━━━ Passage for review

Updated: Feb 8
Roughly 18 months ago, I was driving a regular client back from San Diego airport. We were traveling in the middle lane when suddenly we realized we were the first people to come upon a horrific accident involving 3 cars and a motorcycle far removed from the man who once rode it. My client, a Marine Veteran, said “Pull over Jackie, I have to help this guy” as he grasped the inner door handle. I did think he was going to jump out in the middle of the freeway.
Nervously, I began to pull over to the right shoulder. Here we are in the middle of a 6 lane Interstate and I start turning the wheel toward the right as he firmly said “No, drive TO the accident!” He anxiously held onto the door handle ready to jump out of the car to help the motorcycle accident victim. First responders and military personnel run toward emergencies while people like me pull away from emergencies to call for help!
I weaved through wreckage, 3 cars, 3 people walking around in shock taking pictures but unharmed, a motorcycle, another car that had stopped, and a body splayed on the freeway, eventually parking in the car pool lane in front of the other car.
I felt like a fool keeping the car running so I turned it off and cracked the windows. The other gentleman who I pulled in front of also turned out to be a Marine Veteran.

━━━━━━
━━━ Data for analysis

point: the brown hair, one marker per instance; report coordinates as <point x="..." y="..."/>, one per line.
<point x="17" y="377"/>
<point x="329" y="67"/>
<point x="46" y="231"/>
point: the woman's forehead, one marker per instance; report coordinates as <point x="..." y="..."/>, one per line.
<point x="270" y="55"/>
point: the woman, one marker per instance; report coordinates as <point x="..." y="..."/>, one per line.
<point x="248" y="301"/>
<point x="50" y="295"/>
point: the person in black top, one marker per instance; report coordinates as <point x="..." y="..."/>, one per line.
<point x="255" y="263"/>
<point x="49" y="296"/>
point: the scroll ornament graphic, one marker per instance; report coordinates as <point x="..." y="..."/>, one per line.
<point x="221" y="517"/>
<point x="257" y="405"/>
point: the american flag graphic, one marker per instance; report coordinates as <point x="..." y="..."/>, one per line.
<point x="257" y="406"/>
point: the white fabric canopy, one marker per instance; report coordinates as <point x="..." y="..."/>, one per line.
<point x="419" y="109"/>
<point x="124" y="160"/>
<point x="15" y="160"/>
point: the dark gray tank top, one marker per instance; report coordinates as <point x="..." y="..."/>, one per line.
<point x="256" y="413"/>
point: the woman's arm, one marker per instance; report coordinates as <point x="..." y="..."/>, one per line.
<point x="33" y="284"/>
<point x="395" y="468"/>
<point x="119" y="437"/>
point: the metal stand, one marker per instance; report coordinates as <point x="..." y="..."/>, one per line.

━━━━━━

Questions to answer
A: In the account of the freeway accident, where was the car finally parked?
B: Go on with the account of the freeway accident from its last sentence.

Responses for each task
A: In the car pool lane, in front of the other car that had stopped.

B:
The critically injured man next to my car was in shock...I heard nothing from him initially. What I did hear were these two Marines triaging a horrific scene (even taking a verbal accident report) while we all waited for the emergency vehicles to arrive.
Quickly assessing that the man on the ground was in trouble and that the other 3 drivers were ok, they began pulling him out of shock by introducing themselves as Marines, talking about the present, and reassuring him that more help was on the way. My client was even able to get the victim’s cell phone out and call his wife to let her know what had happened and that he was ok. Once he was pulled out of shock, the wailing began....we believe he had broken his legs and even his back.
I sat there feeling helpless, so I closed my eyes and started praying as the “Looky-Lous” on the southbound 5 came to a crawl to see what had happened. I always try to examine situations and find my purpose in them whenever possible.
Momentarily, I felt useless and terrified, but after breathing and praying, I knew we were there at that exact time to save this man’s life, provide him comfort, and shield him from view.
On this and every Veteran’s Day, thank you for your lifelong service protecting and serving the American people-whenever and wherever. I would also like to thank our nation’s police, fire, EMTs, hospital workers, and all frontline workers for your continued dedication during these dark times in our history.